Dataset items
■ ■ ■ ■ ■ ■ ■

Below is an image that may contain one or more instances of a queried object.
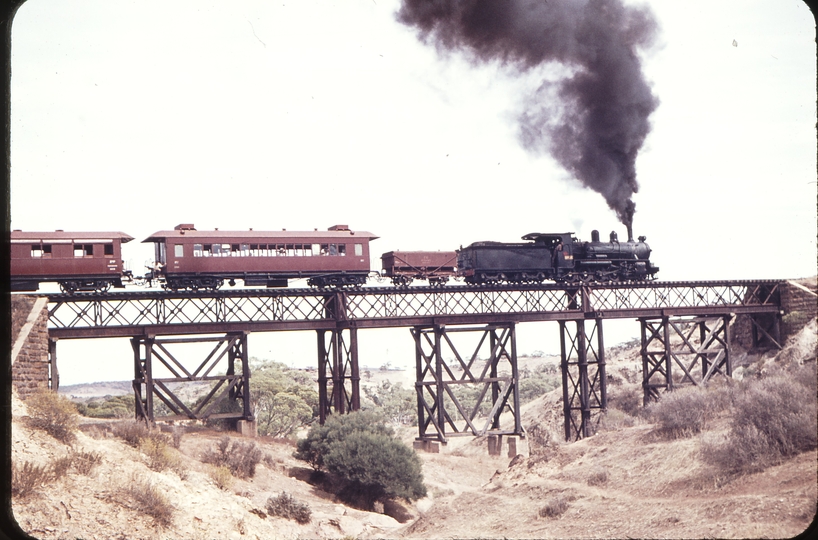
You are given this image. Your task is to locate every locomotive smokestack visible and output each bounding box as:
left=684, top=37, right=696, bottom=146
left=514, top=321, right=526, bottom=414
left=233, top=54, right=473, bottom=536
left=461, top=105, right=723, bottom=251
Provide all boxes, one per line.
left=397, top=0, right=659, bottom=228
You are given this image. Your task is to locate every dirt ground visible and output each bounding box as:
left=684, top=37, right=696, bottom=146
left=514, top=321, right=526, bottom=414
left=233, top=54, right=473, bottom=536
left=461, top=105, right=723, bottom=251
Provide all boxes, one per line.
left=10, top=316, right=818, bottom=539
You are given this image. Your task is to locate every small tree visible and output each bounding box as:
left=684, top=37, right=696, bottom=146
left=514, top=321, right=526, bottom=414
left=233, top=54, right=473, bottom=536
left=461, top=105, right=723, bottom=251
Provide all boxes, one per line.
left=295, top=411, right=427, bottom=505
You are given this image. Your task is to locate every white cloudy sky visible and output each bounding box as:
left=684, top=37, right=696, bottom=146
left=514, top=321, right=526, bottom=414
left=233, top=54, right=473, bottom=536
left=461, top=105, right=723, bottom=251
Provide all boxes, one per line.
left=10, top=0, right=816, bottom=384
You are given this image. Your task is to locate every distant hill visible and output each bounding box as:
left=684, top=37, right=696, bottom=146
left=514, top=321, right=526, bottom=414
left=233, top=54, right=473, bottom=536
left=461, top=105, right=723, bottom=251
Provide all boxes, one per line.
left=59, top=380, right=132, bottom=400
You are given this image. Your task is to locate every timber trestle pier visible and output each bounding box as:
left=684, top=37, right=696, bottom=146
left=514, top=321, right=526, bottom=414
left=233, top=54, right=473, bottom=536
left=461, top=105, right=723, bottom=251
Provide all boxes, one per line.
left=41, top=280, right=784, bottom=443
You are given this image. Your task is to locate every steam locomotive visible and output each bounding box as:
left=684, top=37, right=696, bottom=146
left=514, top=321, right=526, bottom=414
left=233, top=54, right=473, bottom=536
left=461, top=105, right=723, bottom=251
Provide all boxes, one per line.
left=10, top=224, right=658, bottom=293
left=457, top=230, right=659, bottom=284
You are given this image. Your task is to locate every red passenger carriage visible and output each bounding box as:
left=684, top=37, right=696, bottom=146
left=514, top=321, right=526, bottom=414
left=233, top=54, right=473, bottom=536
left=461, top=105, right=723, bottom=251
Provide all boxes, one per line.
left=10, top=230, right=135, bottom=293
left=143, top=224, right=378, bottom=290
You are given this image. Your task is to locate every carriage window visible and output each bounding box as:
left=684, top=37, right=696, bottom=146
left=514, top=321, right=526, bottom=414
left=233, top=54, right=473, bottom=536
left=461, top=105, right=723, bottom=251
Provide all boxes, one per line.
left=31, top=245, right=43, bottom=258
left=354, top=243, right=363, bottom=256
left=241, top=244, right=250, bottom=256
left=194, top=244, right=203, bottom=257
left=174, top=244, right=184, bottom=258
left=74, top=244, right=93, bottom=257
left=231, top=244, right=240, bottom=256
left=338, top=244, right=346, bottom=256
left=312, top=244, right=320, bottom=256
left=211, top=244, right=221, bottom=256
left=202, top=244, right=212, bottom=257
left=104, top=244, right=114, bottom=256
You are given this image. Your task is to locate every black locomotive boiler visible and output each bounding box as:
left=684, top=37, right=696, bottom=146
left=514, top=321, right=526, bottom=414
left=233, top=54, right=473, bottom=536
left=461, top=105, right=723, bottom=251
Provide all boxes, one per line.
left=457, top=229, right=659, bottom=284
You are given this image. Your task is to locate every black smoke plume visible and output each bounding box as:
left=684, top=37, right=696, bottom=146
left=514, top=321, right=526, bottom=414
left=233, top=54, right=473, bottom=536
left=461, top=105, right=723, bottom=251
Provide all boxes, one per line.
left=398, top=0, right=659, bottom=234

■ ■ ■ ■ ■ ■ ■

ASSIGNED TASK: Restate the records above word for word. Skip every picture.

EXPECTED ANSWER:
Below is an image that may contain one or more instances of a queried object.
You are given this image. Your task is to locate every locomotive smokestack visible and output each bounding box as:
left=684, top=37, right=696, bottom=146
left=514, top=321, right=526, bottom=414
left=233, top=54, right=473, bottom=536
left=461, top=105, right=723, bottom=251
Provide all boxes, one per line.
left=397, top=0, right=659, bottom=228
You are given this image. Your task is to locate every dirt ground visible and output each bounding box as:
left=684, top=37, right=696, bottom=146
left=514, top=321, right=526, bottom=414
left=233, top=54, right=473, bottom=536
left=461, top=105, right=723, bottom=251
Provide all boxes, one per line.
left=10, top=316, right=818, bottom=539
You are given this image. Your task is to locate every small tree visible and output each bounding box as:
left=684, top=37, right=696, bottom=146
left=514, top=321, right=526, bottom=414
left=233, top=54, right=473, bottom=536
left=461, top=105, right=723, bottom=251
Provide all boxes, one per line.
left=295, top=411, right=427, bottom=505
You are given this image. Your task is to locate every white cloudy sky visible and output each bounding box as:
left=684, top=37, right=696, bottom=146
left=514, top=321, right=526, bottom=414
left=233, top=54, right=473, bottom=536
left=461, top=105, right=723, bottom=251
Provide all boxes, one per line.
left=10, top=0, right=816, bottom=384
You are given this image. Your task is to locate every distant hill visible and output each bounding box as:
left=684, top=37, right=696, bottom=146
left=514, top=321, right=526, bottom=414
left=233, top=54, right=473, bottom=536
left=461, top=105, right=723, bottom=251
Provide all boxes, one per line.
left=59, top=380, right=132, bottom=400
You are given this image. Your task is to locate every timber trestle pier visible and output each bounding box as:
left=684, top=37, right=696, bottom=146
left=514, top=321, right=526, bottom=414
left=233, top=54, right=473, bottom=536
left=461, top=105, right=723, bottom=251
Provide all boxes, one per line.
left=41, top=280, right=784, bottom=443
You are given this image. Your task is to locate every steam locomotive visible and output each bounding box as:
left=684, top=37, right=696, bottom=146
left=514, top=321, right=526, bottom=414
left=233, top=54, right=473, bottom=536
left=461, top=105, right=723, bottom=251
Provide all boxes, one per line.
left=10, top=224, right=658, bottom=293
left=457, top=230, right=659, bottom=284
You are given this image. Your task is to locate every red passenger carriage visible and output each bounding box as:
left=684, top=37, right=696, bottom=146
left=514, top=321, right=526, bottom=414
left=233, top=54, right=473, bottom=536
left=461, top=105, right=723, bottom=251
Provide all boxes, one per line.
left=10, top=230, right=135, bottom=293
left=143, top=224, right=378, bottom=290
You are given this image. Your task is to locate every carriage window visible and output each bounding box as:
left=684, top=37, right=696, bottom=146
left=514, top=321, right=526, bottom=414
left=233, top=54, right=473, bottom=536
left=461, top=105, right=723, bottom=251
Provide all boxes, one per line.
left=31, top=245, right=43, bottom=258
left=354, top=243, right=363, bottom=256
left=241, top=244, right=250, bottom=256
left=194, top=244, right=203, bottom=257
left=174, top=244, right=184, bottom=258
left=74, top=244, right=93, bottom=257
left=231, top=244, right=240, bottom=256
left=338, top=244, right=346, bottom=256
left=312, top=244, right=320, bottom=256
left=211, top=244, right=221, bottom=256
left=202, top=244, right=212, bottom=257
left=104, top=244, right=114, bottom=256
You are given this image. Your task is to locate every black locomotive boiler visible and output each bounding box as:
left=684, top=37, right=696, bottom=146
left=514, top=321, right=526, bottom=414
left=233, top=54, right=473, bottom=536
left=461, top=105, right=723, bottom=251
Provide all boxes, one per line.
left=457, top=229, right=659, bottom=284
You are given this image. Your task is to locate every black smoke plume visible and output each bounding box as:
left=684, top=37, right=696, bottom=146
left=514, top=321, right=526, bottom=414
left=233, top=54, right=473, bottom=536
left=461, top=105, right=723, bottom=251
Provide all boxes, one per line.
left=398, top=0, right=659, bottom=234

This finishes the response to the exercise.